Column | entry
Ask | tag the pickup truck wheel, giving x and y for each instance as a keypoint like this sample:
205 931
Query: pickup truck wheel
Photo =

────

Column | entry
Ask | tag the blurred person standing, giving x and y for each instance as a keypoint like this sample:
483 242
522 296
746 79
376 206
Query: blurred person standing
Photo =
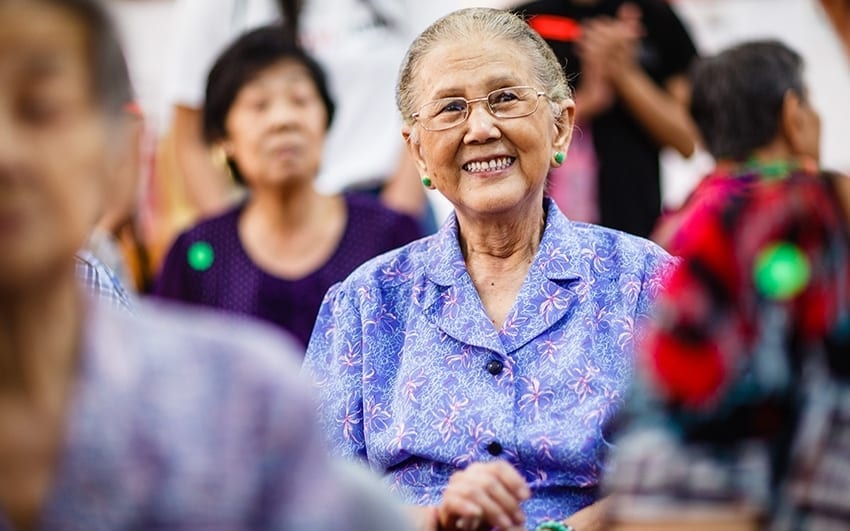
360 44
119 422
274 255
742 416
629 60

────

> _할 일_
위 기록에서 "each"라는 단어가 들어 있는 줄을 모두 찾아 옮겨 적어 주세요.

> _정답_
Ask | tag the pickup truck wheel, giving x and y for each instance as a keypoint like this sample:
Ask | tag the blurred person standing, giving x and y for each instance as a keypoint like this sample:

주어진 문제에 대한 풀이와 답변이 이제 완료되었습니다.